(Text-to-region grounding data)
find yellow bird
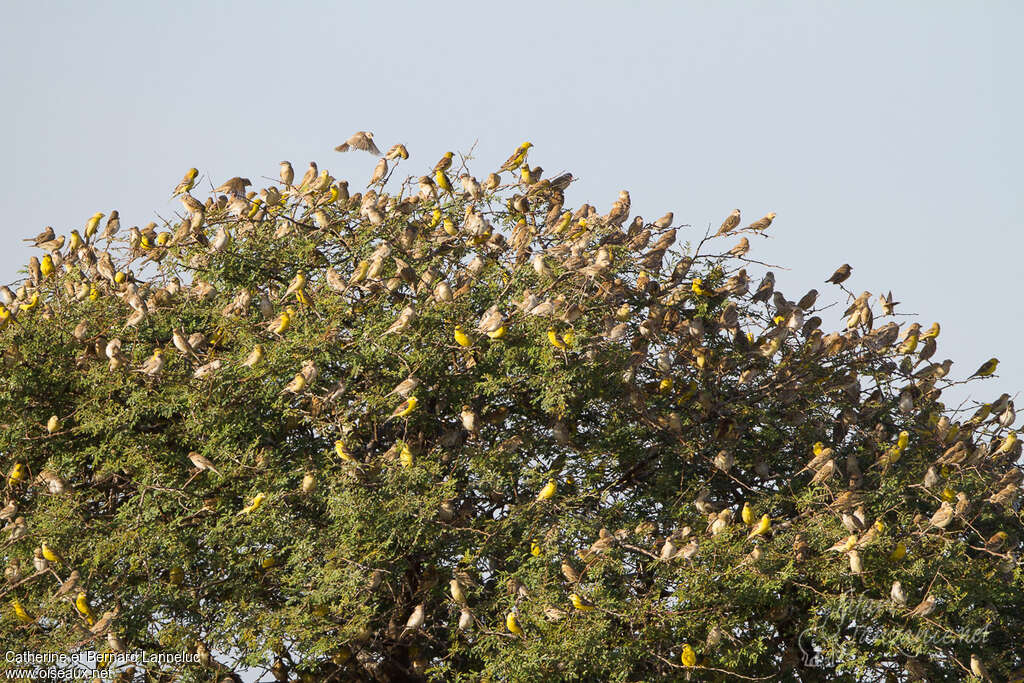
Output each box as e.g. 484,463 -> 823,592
487,325 -> 507,340
283,372 -> 307,394
741,502 -> 754,525
569,594 -> 595,611
994,431 -> 1018,456
84,212 -> 105,241
691,278 -> 710,296
399,443 -> 413,468
173,168 -> 199,196
922,322 -> 940,339
284,271 -> 307,300
505,610 -> 523,636
454,325 -> 472,347
335,440 -> 355,462
896,430 -> 909,452
11,599 -> 33,624
442,217 -> 458,236
681,643 -> 696,668
40,254 -> 54,278
75,591 -> 95,622
168,567 -> 184,585
561,330 -> 576,347
270,308 -> 294,334
68,230 -> 84,252
547,328 -> 566,350
500,142 -> 533,172
897,333 -> 918,354
970,358 -> 998,377
889,541 -> 907,562
434,151 -> 454,173
8,463 -> 28,486
239,492 -> 266,515
747,514 -> 771,539
390,396 -> 418,419
530,540 -> 541,556
41,542 -> 62,564
435,169 -> 452,194
536,479 -> 557,501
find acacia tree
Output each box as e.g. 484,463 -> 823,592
1,140 -> 1022,682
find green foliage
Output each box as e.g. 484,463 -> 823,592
1,146 -> 1022,682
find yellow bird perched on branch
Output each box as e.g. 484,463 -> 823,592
536,479 -> 557,501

* _What the exercise asks_
Can the entries above be repeated exactly, without their pictures?

* _Your response_
find yellow bird
Output each box as e.g. 484,463 -> 823,592
487,325 -> 507,340
283,372 -> 307,394
741,502 -> 754,525
569,594 -> 595,611
994,431 -> 1018,456
84,212 -> 105,241
691,278 -> 710,296
399,443 -> 413,468
173,168 -> 199,196
922,322 -> 940,339
284,271 -> 307,300
505,610 -> 523,636
454,325 -> 472,347
335,440 -> 355,462
896,430 -> 909,452
11,599 -> 33,624
442,217 -> 458,236
681,643 -> 696,668
40,254 -> 54,278
75,591 -> 95,622
168,567 -> 184,585
561,330 -> 576,347
270,308 -> 294,334
68,230 -> 84,252
547,328 -> 566,350
500,142 -> 533,172
897,333 -> 918,354
970,358 -> 998,377
889,541 -> 907,562
434,151 -> 454,173
8,463 -> 28,486
239,492 -> 266,515
747,514 -> 771,539
390,396 -> 418,419
530,540 -> 541,556
41,542 -> 62,564
435,169 -> 452,194
536,479 -> 557,501
find acacia tree
Output each box as e.g. 484,463 -> 823,592
1,140 -> 1022,682
find green foliage
Output each box as e.g. 484,463 -> 823,592
1,146 -> 1022,682
find yellow bird perched on branch
Output each box as e.g. 484,463 -> 823,592
536,479 -> 557,501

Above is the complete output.